• What to work on
Copy out all lines in the data below containing the string "stripe".

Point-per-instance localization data
::::::::::

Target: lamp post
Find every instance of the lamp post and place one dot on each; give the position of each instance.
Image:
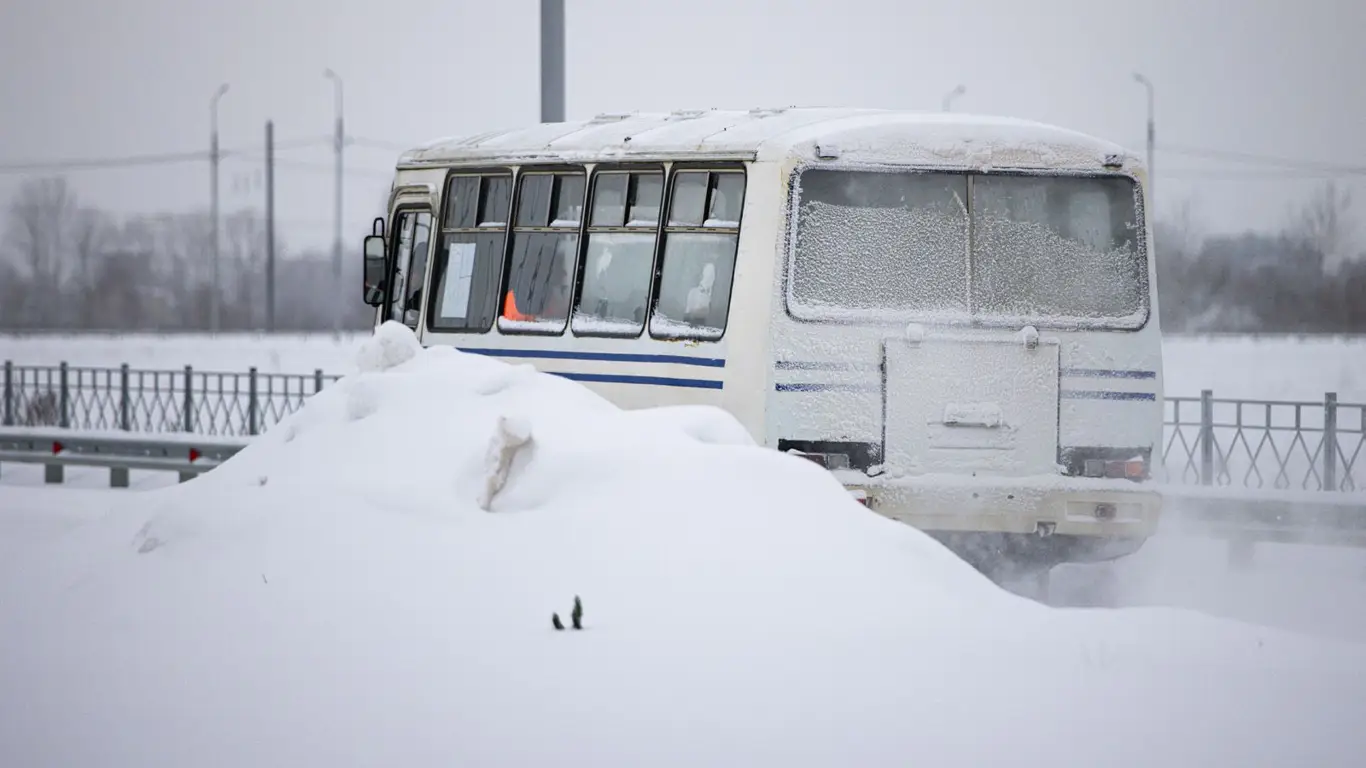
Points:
(1152, 127)
(339, 145)
(213, 202)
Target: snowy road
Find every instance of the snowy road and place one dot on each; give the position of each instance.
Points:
(1307, 589)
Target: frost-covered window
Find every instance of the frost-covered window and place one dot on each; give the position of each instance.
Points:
(619, 257)
(545, 243)
(465, 278)
(880, 241)
(1056, 246)
(700, 242)
(992, 248)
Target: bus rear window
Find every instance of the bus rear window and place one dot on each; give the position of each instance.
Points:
(995, 249)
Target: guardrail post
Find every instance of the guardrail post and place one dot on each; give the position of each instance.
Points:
(189, 399)
(64, 399)
(1331, 442)
(1206, 436)
(124, 401)
(56, 473)
(8, 392)
(252, 402)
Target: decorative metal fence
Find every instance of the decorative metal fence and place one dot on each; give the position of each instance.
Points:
(153, 401)
(1265, 444)
(1253, 444)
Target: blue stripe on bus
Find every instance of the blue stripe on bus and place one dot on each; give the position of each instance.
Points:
(1107, 373)
(646, 380)
(601, 357)
(1104, 395)
(1063, 394)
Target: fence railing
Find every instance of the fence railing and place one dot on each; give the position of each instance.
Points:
(1254, 444)
(153, 401)
(1265, 444)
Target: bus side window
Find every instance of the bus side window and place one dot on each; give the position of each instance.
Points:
(700, 243)
(465, 267)
(545, 241)
(620, 253)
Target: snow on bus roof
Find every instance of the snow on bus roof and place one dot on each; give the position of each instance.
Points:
(861, 135)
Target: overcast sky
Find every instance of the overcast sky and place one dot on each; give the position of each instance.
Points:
(96, 78)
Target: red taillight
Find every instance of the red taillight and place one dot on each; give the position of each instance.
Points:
(1133, 469)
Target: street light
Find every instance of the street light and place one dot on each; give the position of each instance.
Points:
(339, 145)
(951, 96)
(1152, 129)
(213, 201)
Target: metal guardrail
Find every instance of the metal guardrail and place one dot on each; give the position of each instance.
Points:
(1265, 444)
(58, 448)
(1258, 444)
(130, 399)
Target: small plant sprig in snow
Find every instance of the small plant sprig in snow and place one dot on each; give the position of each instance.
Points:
(575, 616)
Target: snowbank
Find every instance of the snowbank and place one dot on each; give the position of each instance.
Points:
(338, 595)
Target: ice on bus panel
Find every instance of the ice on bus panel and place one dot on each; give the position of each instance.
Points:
(955, 314)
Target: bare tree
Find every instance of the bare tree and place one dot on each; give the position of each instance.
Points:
(1325, 223)
(38, 239)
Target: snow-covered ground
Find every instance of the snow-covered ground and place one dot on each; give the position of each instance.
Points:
(1272, 368)
(316, 601)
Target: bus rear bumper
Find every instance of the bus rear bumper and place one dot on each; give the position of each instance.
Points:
(1115, 514)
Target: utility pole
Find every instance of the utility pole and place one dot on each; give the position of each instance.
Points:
(552, 60)
(339, 145)
(1152, 129)
(269, 226)
(213, 204)
(948, 97)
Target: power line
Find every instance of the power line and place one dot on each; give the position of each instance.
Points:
(321, 168)
(1254, 175)
(141, 160)
(380, 144)
(1262, 159)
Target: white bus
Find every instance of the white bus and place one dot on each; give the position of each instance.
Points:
(954, 314)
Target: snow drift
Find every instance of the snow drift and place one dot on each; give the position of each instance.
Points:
(372, 584)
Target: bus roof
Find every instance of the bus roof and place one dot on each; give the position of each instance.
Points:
(859, 135)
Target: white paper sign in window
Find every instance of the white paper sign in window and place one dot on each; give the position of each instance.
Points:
(459, 276)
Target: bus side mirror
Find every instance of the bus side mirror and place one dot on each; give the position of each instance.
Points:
(374, 269)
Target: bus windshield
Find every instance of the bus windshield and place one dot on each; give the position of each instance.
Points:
(984, 248)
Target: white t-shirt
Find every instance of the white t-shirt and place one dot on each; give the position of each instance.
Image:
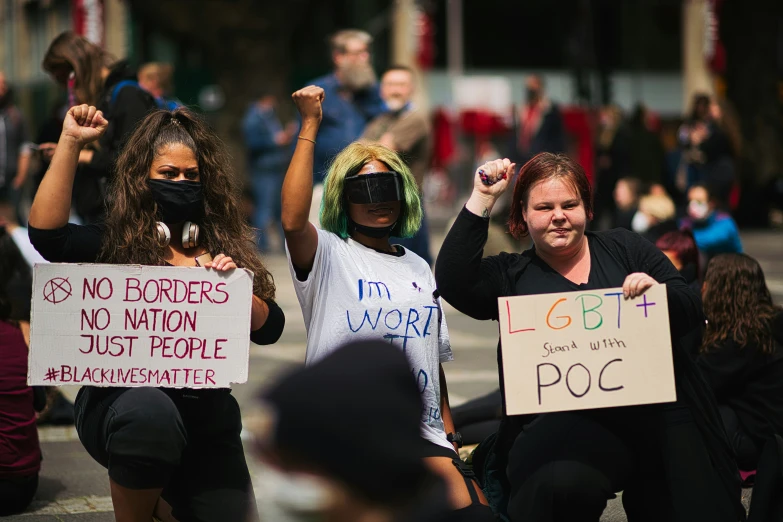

::::::::::

• Answer area
Target: blue stripe on bus
Find every instance of the blue stripe on bus and place one dot on each; give the position of each instance.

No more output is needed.